Segment Start: TEXT

Clearly, sweet towns and safe campuses are not always sweet and safe. And the FBI says there's little way to predict who will strike next - or where. Perpetrators come from various races and backgrounds, with no apparent pattern in impulse control or temperament. They aren't all social rejects. They haven't all overdosed on video games. Most are not even visibly disturbed.

Only two generalities hold. Most are male, and they use guns.

Around the time of the Columbine massacre, the University of Chicago Law School published a crime report analysis showing a relationship between loose gun control laws and far fewer deaths in multi-victim, public killings. It may seem counter-intuitive, but in this study more guns translated to fewer deaths. This led to the theory that, when a shooter thinks victims might be armed, mass murder looks uneconomical. If the shooter can be killed while the body count remains low, the price is too high for the benefit.

But the researchers didn't look at gang killings and those carried out by organized crime. Their reason? They assumed the victims were carrying guns regardless of what the law allowed. But mob and gang killings make up a huge portion of mass shooting deaths in America. Any analysis of related statistics is biased without them. So the debate about multi-victim, public killings and gun control laws continues.

Right now, only 22 states ban concealed weapons on college and university campuses. Meanwhile, the FBI acknowledges that a "school shooter profile" remains elusive. In its absence, the agency encourages educators and parents to listen to what students say and to notice what's in their schoolwork. Days before one massacre, the young perpetrator shouted at school, "You're all going to die." The Virginia Tech killer's response to a poetry assignment was a string of venom about Americans.

The FBI also wants community agencies to stay in better touch - and for good reason. Before his rampage at Virginia Tech, campus security brought the Virginia Tech killer to a mental institution, which wanted to commit him. But a judge assigned him to outpatient care instead - assuming that the evaluating mental hospital would become his provider of record, and have a duty to monitor him.

But the hospital never got the memo.

Segment End: TEXT

_PROBLEMS TO SOLVE_
A) According to the passage on campus shootings, why does the debate over multi-victim public killings and gun control laws continue?
B) List every action the FBI encourages or wants in the passage on campus shootings, including who is to take it.
The listing that comes next is separate material with no connection to the passage.

Segment Start: DATASET CONTENT

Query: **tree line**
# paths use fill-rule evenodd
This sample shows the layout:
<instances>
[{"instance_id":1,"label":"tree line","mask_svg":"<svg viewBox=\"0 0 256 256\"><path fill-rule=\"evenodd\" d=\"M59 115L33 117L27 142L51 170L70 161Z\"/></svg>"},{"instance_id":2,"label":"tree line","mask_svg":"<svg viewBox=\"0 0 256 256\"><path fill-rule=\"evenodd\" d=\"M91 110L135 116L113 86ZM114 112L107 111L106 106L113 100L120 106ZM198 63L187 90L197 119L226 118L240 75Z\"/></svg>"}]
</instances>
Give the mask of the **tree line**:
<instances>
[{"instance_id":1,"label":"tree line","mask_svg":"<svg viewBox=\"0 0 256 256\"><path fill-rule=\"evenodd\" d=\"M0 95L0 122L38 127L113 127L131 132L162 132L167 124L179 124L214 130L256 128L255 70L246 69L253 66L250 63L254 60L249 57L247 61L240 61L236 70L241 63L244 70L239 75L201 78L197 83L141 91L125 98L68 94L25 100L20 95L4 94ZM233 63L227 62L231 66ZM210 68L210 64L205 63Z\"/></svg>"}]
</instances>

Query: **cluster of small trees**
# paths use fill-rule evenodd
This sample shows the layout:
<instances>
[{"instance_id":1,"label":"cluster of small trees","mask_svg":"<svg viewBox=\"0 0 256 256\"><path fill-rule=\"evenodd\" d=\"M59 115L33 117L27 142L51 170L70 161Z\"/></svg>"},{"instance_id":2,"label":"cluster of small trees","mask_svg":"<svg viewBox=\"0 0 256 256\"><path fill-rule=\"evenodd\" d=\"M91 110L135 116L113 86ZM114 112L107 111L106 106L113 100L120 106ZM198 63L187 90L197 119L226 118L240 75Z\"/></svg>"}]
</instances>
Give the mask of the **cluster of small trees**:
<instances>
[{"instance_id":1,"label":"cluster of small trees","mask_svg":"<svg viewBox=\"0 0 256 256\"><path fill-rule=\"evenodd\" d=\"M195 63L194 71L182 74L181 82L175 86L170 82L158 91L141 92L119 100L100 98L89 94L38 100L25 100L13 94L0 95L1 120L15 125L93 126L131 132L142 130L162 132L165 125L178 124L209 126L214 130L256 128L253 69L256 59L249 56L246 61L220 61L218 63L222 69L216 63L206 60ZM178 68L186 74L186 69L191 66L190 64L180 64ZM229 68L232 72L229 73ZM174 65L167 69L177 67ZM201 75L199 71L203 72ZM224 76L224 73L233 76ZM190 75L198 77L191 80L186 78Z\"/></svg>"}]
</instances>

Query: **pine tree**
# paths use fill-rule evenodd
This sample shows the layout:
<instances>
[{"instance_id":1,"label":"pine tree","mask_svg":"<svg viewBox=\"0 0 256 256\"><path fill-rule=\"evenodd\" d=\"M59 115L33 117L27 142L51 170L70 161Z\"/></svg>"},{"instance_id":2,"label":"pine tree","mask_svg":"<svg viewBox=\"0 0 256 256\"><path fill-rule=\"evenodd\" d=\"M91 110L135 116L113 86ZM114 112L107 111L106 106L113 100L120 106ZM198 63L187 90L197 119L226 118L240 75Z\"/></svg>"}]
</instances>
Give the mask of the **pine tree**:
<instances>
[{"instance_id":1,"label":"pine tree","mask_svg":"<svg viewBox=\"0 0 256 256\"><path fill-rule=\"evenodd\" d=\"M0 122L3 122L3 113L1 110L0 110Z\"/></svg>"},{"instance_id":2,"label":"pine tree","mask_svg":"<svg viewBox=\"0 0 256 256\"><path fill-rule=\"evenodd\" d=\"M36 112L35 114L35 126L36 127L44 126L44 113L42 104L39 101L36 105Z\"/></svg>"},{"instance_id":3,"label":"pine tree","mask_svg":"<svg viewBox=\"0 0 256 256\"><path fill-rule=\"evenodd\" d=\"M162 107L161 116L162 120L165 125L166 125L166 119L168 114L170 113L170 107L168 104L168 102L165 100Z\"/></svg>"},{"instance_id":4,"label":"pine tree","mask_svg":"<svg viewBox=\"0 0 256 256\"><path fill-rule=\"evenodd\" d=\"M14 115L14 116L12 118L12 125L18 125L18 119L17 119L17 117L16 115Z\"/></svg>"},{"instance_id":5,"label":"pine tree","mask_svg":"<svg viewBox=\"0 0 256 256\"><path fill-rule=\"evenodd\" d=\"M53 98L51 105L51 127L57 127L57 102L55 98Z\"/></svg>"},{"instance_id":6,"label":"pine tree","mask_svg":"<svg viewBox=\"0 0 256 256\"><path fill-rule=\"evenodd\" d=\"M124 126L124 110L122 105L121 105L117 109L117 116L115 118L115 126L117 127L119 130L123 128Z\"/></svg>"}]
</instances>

Segment End: DATASET CONTENT

_WRITTEN RESPONSES_
A) The University of Chicago study left out gang killings and those by organized crime, even though mob and gang killings make up a huge portion of mass shooting deaths in America. Without them, any analysis of the related statistics is biased.

B)
- Educators and parents should listen to what students say.
- Educators and parents should notice what's in students' schoolwork.
- Community agencies should stay in better touch.